--- START TEXT EXCERPT ---

Question regarding a recent article on informit.com

Alex Martelli aleax at aleax.it
Thu Mar 20 10:04:19 EST 2003


Peter Hansen wrote:

> Ben S wrote:
>> 
>> Are there any good tutorials of examples of list comprehension use? In
>> particular, I'm interested in how to replicate the functionality of
>> reduce? Map and filter seem easy to do, though.
> 
> Doesn't reduce return a non-list (or at least, isn't it the case that
> it doesn't necessarily return a list the way map and filter do)?

Exactly: reduce CAN return a list (when a list is what's returned by
the function that is its first argument) but that rarely happens.


> An *abuse* of a list comprehension, or a list comprehension in
> conjuction with something else, could probably replicate reduce(),
> but why bother?  reduce() isn't really like map and filter.

Absolutely right.  More often than not, the right replacement for
reduce is just a simple loop.  Consider...:

$ python timeit.py 'reduce(lambda x, y: x+y, range(100))'
10000 loops, time: 81.392 usec
$ python timeit.py -s 'import operator' 'reduce(operator.add, range(100))'
10000 loops, time: 36.212 usec
$ python timeit.py 'x=0' 'for y in range(100): x += y'
10000 loops, time: 32.864 usec

These numbers are very repeatable on my machine (a good, if dated,
Athlon + DDR box) with Python 2.3 (built right out of CVS).

--- END TEXT EXCERPT ---
--- START DATASET EXTRACT ---

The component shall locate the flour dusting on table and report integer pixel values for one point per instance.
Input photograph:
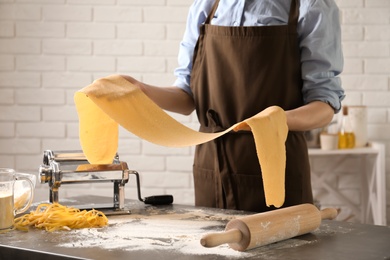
(174, 232)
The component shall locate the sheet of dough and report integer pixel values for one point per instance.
(113, 100)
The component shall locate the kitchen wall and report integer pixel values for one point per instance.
(51, 48)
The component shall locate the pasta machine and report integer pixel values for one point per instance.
(72, 167)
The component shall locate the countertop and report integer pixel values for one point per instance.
(174, 231)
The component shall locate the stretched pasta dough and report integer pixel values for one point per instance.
(113, 100)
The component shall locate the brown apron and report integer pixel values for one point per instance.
(238, 72)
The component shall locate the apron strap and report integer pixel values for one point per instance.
(294, 15)
(212, 12)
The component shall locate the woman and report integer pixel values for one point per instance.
(238, 58)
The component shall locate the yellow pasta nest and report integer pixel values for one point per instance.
(52, 217)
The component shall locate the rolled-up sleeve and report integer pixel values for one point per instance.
(196, 16)
(321, 53)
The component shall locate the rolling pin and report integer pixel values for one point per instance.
(265, 228)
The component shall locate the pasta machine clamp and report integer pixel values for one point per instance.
(72, 167)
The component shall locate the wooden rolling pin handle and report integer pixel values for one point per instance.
(216, 239)
(329, 213)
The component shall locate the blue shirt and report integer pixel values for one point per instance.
(319, 40)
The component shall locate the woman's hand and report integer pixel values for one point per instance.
(310, 116)
(170, 98)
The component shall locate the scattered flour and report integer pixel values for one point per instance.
(135, 232)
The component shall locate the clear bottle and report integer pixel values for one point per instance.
(346, 135)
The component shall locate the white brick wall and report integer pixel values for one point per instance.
(51, 48)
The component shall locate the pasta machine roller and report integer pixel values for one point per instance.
(72, 167)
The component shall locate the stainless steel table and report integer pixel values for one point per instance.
(173, 232)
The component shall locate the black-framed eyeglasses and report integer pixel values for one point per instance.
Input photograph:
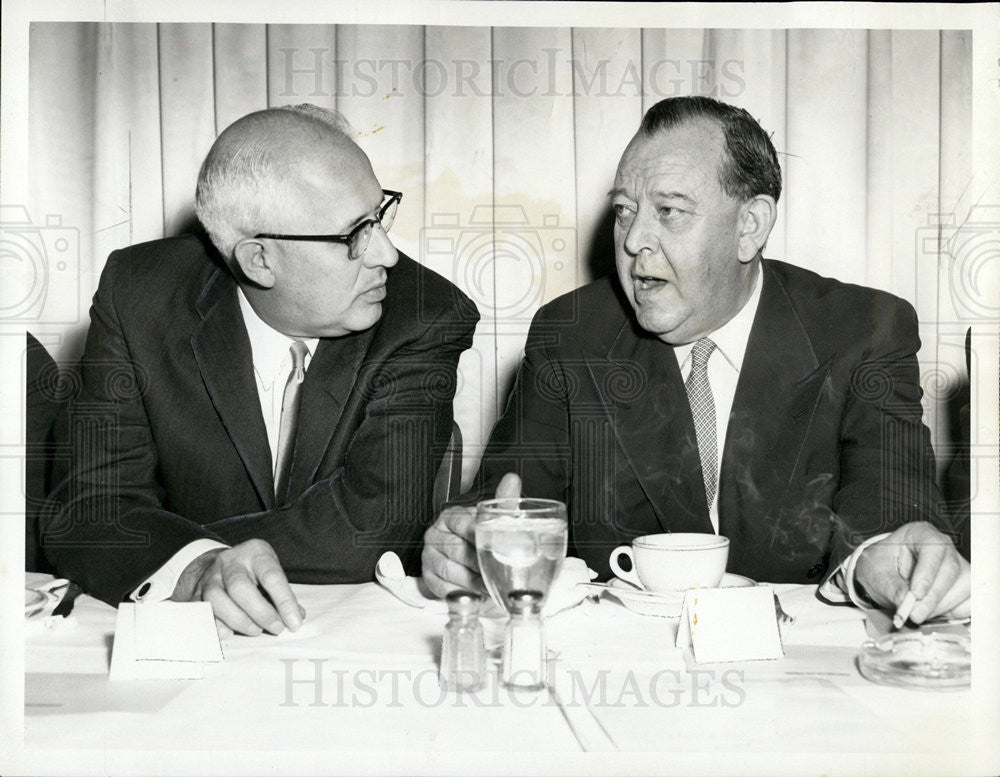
(357, 239)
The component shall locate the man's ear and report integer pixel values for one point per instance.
(756, 221)
(255, 261)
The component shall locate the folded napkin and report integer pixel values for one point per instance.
(564, 594)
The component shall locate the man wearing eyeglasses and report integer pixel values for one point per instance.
(274, 409)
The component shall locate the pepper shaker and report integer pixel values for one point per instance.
(463, 651)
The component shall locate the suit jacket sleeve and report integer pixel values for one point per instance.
(886, 459)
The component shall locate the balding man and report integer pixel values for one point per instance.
(274, 409)
(707, 389)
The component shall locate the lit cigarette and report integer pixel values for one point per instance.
(903, 613)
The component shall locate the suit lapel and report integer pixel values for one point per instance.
(654, 428)
(222, 350)
(331, 377)
(779, 387)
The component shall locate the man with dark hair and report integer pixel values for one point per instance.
(707, 389)
(277, 406)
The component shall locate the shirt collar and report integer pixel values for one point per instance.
(270, 348)
(732, 337)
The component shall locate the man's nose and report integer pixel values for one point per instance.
(381, 252)
(640, 235)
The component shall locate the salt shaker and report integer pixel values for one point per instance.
(524, 642)
(463, 652)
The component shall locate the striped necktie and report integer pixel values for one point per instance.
(289, 417)
(703, 411)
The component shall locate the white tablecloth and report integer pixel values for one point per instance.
(361, 675)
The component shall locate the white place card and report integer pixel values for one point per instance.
(164, 641)
(730, 624)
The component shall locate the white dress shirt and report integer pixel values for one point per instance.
(724, 367)
(272, 363)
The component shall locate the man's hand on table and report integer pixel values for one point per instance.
(918, 558)
(449, 557)
(231, 579)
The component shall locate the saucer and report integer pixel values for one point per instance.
(665, 605)
(34, 602)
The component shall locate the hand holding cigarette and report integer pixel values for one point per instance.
(917, 572)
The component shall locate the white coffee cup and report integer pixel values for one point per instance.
(673, 562)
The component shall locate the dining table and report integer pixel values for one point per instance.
(355, 689)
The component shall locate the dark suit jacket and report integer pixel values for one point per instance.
(44, 414)
(825, 444)
(169, 443)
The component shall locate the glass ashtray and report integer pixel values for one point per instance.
(918, 660)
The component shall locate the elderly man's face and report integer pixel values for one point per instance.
(321, 291)
(677, 233)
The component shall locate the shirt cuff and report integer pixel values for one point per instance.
(839, 587)
(160, 585)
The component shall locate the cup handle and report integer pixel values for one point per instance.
(629, 576)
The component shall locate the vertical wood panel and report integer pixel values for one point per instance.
(673, 64)
(240, 71)
(608, 108)
(535, 257)
(302, 65)
(458, 195)
(128, 207)
(383, 100)
(748, 70)
(61, 185)
(827, 152)
(187, 117)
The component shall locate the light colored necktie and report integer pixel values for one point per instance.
(703, 411)
(289, 416)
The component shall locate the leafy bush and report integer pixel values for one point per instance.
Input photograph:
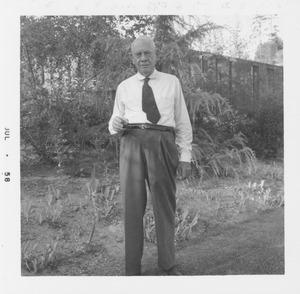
(218, 149)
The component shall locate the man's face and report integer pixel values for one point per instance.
(143, 57)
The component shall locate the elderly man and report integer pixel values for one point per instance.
(151, 112)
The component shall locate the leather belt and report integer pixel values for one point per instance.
(147, 126)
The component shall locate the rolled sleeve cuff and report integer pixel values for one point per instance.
(185, 155)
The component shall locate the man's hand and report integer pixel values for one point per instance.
(184, 170)
(118, 123)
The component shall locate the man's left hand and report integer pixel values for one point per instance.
(183, 170)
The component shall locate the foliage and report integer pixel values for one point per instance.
(259, 193)
(185, 220)
(61, 119)
(35, 261)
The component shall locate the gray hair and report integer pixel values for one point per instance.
(145, 38)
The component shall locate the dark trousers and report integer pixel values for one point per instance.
(148, 156)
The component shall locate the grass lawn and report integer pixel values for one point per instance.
(72, 224)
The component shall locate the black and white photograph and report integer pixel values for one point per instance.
(148, 144)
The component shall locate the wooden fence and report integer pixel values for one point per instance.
(244, 83)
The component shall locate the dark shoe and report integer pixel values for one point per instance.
(172, 272)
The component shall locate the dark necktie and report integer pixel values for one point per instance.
(148, 103)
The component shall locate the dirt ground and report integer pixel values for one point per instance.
(249, 242)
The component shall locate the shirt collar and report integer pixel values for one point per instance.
(152, 76)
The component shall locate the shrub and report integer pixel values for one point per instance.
(218, 148)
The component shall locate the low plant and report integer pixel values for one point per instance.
(26, 208)
(55, 206)
(33, 260)
(261, 194)
(184, 223)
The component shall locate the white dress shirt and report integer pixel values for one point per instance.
(170, 102)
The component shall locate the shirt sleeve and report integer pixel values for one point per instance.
(118, 110)
(183, 129)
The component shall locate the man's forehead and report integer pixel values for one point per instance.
(142, 44)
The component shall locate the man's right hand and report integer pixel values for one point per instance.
(118, 123)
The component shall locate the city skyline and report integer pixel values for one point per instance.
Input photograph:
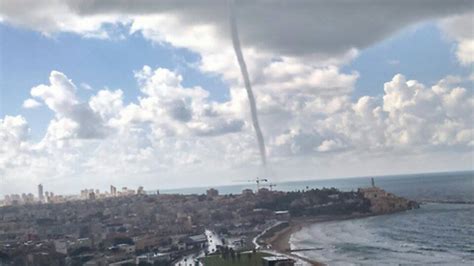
(154, 96)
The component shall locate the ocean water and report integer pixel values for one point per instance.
(457, 186)
(437, 233)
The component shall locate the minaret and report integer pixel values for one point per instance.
(40, 193)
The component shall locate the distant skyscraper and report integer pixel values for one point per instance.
(113, 190)
(40, 193)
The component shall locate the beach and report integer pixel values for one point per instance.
(280, 241)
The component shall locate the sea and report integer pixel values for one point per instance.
(440, 232)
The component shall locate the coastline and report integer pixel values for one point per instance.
(280, 241)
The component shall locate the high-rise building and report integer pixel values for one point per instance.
(40, 193)
(113, 191)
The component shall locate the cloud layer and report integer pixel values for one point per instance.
(170, 131)
(295, 51)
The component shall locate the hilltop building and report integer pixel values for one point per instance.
(40, 193)
(385, 202)
(212, 192)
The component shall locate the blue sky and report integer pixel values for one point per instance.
(316, 115)
(420, 52)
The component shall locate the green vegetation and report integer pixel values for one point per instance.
(245, 259)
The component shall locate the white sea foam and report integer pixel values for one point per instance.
(405, 238)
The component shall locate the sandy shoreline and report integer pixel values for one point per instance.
(280, 241)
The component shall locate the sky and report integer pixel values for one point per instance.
(94, 93)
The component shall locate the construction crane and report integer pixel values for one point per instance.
(256, 180)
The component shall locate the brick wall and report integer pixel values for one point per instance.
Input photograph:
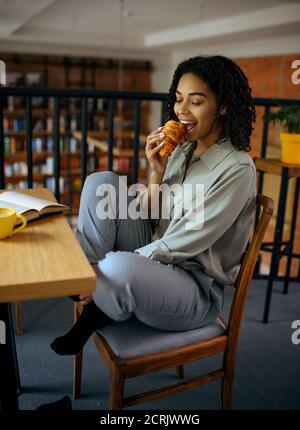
(270, 77)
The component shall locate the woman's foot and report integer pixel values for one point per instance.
(90, 320)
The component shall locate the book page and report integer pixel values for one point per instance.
(28, 213)
(29, 202)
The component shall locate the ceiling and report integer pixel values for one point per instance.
(145, 25)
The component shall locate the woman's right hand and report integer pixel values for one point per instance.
(153, 146)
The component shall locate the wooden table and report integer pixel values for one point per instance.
(285, 171)
(44, 260)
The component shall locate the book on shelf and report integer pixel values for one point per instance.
(31, 207)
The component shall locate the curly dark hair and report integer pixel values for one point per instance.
(231, 88)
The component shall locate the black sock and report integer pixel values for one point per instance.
(91, 319)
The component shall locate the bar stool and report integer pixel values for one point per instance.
(285, 171)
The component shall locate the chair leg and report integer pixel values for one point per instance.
(179, 371)
(116, 390)
(77, 373)
(227, 385)
(77, 364)
(19, 318)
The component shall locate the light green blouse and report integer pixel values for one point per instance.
(212, 252)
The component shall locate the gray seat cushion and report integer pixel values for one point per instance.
(132, 338)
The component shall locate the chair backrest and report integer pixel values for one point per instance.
(246, 271)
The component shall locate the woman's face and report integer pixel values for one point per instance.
(196, 107)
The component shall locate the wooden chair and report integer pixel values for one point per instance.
(131, 348)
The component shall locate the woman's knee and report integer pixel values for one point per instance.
(119, 266)
(93, 180)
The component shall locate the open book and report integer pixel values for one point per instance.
(30, 207)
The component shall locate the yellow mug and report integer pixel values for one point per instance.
(8, 219)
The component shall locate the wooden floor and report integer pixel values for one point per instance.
(268, 366)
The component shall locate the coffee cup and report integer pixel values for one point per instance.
(8, 219)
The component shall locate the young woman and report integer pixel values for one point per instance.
(165, 273)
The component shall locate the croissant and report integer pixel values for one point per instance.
(174, 135)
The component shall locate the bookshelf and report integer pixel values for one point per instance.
(65, 72)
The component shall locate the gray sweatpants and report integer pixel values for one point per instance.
(163, 296)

--- END DATASET EXTRACT ---

◆ **PROBLEMS TO WORK ON**
A. In the Python mailing-list post, what does Alex Martelli say is more often than not the right replacement for reduce?
B. Carry on writing the Python mailing-list post, picking up right after its final sentence.

◆ **ANSWER SET**
A. A simple loop.

B.
So why would you pay the 10% performance price for using reduce
(assuming you do NOT use a lambda in it -- otherwise, 150% price
or so...)?  Do you REALLY think it makes things so much clearer
and more obvious as to be worth slowing your code down?  In my
opinion, it makes things LESS clear and obvious for most readers.


So, I would normally prefer the simple, obvious loop -- even in
the "sum all of these numbers" case, which is reduce's main use
case.  I think Python would be a marginally but definitely better
language if it had no reduce built-in: it's just one more thing
that the Python newbie has to learn, basically just in order to
be able to understand existing code that uses it -- reduce might
migrate into some "legacy built-ins existing solely for purposes
of backwards compatibility" ("from __past__ import..." ?-) AND
avoid certain "attractive nuisances" such as...:

$ python timeit.py -s 'import operator' 'reduce(operator.add, 
map(str,range(1000)))'
100 loops, time: 2612.000 usec
$ python timeit.py -s 'import operator' '"".join(map(str,range(1000)))'
1000 loops, time: 1430.569 usec

where the performance penalty for using reduce rather than doing
things the right way can reach and exceed 80% (or higher costs too,
for long-enough lists of strings...) -- not necessarily "in the
noise" any more...!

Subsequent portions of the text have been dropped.